If you're anything like me, at some point, would have watched a sci-fi
move made in the 50's or 60's. A shiny vision of the future with man
living in distant planets, wearing space suits made out of aluminium
foil, fish-bowls for helmets and not a single black, Hispanic or Asian
person to be seen. Yes, it was all very optimistic, if a little racist,
and people were convinced that Earth was but a temporary home for
mankind as we were sure to leave our ancestral birthplace behind and
head for the stars.
Yeah, so what happened?
Okay, first we
have the obvious technological constrains. Putting stuff in space is
expensive and really, really difficult. In fact, rockets use all their
fuel just escaping earth's gravity. By the time our orange juice is
floating in an amusing manner across the room, we're running on fumes
and there's no BP servo anywhere to be seen.
But let's say we
overcame this problem? Let assume we've constructed a space lift which
makes earth launches redundant. There's the distance.
Space is
fucking big. Seriously, whoever built it... WHAT THE FUCK WHERE YOU
THINKING! Even travelling at light speed it would take 100,000 years to
cross our galaxy! To get anywhere interesting we would need stasis
chambers and by the time you wake up, there may not be anyone home to
tell what you've seen.
But let us assume that we overcame the
faster than light travel issue. Let us assume we can go anywhere in a
relatively sane amount of time. Now we have the biggest problem of all.
Us.
You see, humans were developed on Earth. Designed and conceived
in the very place you're standing right now. We have a very pleasant
star, called the sun, which gives us the right amount of heat. We also
have plenty of water, food, oxygen, a rather convenient magnetic field
to protect us against cosmic radiation and the perfect amount of gravity
so as to enable us to do most thing, yet not allowing our muscles to
waste away.
Earth is perfect, right? Not really. It's only perfect to us because we've been tailored to live on it.

EXERCISE AIM: Transcribe the passage on space travel from "Okay, first we" to "anywhere to be seen.". None of the rows relate to the passage on space travel.

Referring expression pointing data
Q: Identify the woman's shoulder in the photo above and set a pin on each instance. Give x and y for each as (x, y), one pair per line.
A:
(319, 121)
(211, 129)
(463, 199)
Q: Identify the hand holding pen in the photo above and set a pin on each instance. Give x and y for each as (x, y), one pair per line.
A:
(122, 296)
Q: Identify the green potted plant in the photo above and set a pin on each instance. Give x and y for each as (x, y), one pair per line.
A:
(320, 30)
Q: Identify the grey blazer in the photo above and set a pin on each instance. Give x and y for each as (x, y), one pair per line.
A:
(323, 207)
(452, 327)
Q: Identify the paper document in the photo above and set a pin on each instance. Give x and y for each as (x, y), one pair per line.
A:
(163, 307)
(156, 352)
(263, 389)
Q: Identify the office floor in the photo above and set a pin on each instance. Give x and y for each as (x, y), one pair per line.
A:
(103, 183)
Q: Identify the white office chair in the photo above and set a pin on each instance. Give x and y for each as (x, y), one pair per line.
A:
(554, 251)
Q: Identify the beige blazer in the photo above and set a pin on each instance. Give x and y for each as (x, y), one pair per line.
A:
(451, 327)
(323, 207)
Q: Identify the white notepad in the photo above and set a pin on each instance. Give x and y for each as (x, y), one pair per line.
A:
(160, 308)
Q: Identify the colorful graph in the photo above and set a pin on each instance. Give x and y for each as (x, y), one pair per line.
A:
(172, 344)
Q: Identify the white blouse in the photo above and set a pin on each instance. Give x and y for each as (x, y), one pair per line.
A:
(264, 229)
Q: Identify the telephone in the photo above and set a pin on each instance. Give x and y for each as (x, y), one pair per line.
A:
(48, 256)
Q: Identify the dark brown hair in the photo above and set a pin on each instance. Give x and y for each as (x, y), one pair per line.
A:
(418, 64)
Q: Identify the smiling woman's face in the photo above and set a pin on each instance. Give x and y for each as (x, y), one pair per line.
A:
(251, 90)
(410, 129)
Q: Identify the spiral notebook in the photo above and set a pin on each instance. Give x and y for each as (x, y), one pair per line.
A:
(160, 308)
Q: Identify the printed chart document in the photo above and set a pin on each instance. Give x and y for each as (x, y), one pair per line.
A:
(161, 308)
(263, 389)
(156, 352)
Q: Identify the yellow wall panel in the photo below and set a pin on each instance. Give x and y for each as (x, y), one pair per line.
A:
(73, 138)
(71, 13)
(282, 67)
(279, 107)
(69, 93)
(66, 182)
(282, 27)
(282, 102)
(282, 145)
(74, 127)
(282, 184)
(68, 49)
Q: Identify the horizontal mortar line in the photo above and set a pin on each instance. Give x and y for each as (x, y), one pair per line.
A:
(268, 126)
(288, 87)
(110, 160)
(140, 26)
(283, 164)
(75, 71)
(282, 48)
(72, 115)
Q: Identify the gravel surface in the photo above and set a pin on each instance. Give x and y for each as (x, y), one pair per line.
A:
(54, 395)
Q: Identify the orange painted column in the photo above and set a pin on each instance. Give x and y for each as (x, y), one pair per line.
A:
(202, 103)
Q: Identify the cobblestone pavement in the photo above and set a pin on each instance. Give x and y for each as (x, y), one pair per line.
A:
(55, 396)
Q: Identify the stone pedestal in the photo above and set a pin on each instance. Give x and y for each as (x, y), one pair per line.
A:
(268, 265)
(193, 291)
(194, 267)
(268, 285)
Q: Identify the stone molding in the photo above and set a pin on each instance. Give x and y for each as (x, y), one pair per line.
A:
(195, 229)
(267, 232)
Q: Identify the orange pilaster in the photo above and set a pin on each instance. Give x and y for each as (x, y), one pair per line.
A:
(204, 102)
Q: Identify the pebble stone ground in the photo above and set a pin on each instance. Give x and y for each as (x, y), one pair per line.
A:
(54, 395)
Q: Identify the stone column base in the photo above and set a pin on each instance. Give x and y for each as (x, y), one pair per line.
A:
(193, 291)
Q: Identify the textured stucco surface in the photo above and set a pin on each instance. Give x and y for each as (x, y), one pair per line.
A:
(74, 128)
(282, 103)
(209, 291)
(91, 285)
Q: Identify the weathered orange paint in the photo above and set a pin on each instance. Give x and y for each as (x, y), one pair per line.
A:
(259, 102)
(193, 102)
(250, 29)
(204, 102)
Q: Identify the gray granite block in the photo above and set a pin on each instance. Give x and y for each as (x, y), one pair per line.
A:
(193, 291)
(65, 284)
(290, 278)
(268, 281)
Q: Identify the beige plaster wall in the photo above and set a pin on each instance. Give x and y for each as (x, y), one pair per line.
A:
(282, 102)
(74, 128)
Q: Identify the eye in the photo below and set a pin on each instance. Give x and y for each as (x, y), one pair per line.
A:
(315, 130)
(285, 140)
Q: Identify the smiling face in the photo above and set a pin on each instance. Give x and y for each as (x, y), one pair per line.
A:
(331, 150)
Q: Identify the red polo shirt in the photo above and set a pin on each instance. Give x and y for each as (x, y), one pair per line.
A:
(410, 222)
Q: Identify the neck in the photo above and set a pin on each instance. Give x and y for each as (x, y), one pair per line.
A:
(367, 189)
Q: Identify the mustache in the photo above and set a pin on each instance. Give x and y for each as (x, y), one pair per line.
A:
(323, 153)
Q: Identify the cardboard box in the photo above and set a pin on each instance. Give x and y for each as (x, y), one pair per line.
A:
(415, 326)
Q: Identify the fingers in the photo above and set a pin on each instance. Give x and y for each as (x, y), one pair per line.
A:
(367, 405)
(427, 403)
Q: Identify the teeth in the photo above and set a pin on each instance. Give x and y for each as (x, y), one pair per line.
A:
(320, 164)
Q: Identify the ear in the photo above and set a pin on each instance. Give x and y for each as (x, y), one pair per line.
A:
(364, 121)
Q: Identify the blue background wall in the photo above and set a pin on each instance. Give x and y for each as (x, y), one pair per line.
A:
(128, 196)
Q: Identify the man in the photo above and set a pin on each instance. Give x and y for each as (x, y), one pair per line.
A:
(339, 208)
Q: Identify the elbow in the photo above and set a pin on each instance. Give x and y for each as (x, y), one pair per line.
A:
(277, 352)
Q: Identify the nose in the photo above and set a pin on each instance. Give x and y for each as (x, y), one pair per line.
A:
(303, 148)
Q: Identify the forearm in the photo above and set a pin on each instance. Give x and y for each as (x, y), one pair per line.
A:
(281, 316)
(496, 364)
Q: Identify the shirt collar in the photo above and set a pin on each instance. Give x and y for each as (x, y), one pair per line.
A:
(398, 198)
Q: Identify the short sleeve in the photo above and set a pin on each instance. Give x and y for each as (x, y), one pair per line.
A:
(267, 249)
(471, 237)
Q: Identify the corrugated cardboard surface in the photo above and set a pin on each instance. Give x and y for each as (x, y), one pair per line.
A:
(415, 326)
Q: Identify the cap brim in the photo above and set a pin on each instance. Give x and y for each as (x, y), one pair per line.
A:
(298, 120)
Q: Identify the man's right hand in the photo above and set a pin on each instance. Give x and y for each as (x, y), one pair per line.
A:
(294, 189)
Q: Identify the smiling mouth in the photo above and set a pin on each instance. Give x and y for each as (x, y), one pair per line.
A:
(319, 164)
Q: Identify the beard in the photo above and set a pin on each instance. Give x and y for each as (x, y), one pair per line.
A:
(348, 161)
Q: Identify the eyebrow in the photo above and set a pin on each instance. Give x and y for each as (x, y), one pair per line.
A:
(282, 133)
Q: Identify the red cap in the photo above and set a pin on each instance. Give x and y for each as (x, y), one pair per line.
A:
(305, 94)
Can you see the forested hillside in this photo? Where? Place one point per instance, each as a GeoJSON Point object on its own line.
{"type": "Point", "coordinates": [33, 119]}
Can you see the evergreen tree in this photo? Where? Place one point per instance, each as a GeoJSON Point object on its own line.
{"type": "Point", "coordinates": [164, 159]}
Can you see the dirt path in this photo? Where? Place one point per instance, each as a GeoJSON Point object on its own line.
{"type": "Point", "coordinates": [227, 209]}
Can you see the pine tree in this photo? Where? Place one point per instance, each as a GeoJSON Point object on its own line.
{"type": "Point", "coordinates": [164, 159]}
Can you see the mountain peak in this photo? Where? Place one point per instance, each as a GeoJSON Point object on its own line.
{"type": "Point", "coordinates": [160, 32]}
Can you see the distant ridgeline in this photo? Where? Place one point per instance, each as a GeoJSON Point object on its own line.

ANSWER SECTION:
Okay, first we
have the obvious technological constrains. Putting stuff in space is
expensive and really, really difficult. In fact, rockets use all their
fuel just escaping earth's gravity. By the time our orange juice is
floating in an amusing manner across the room, we're running on fumes
and there's no BP servo anywhere to be seen.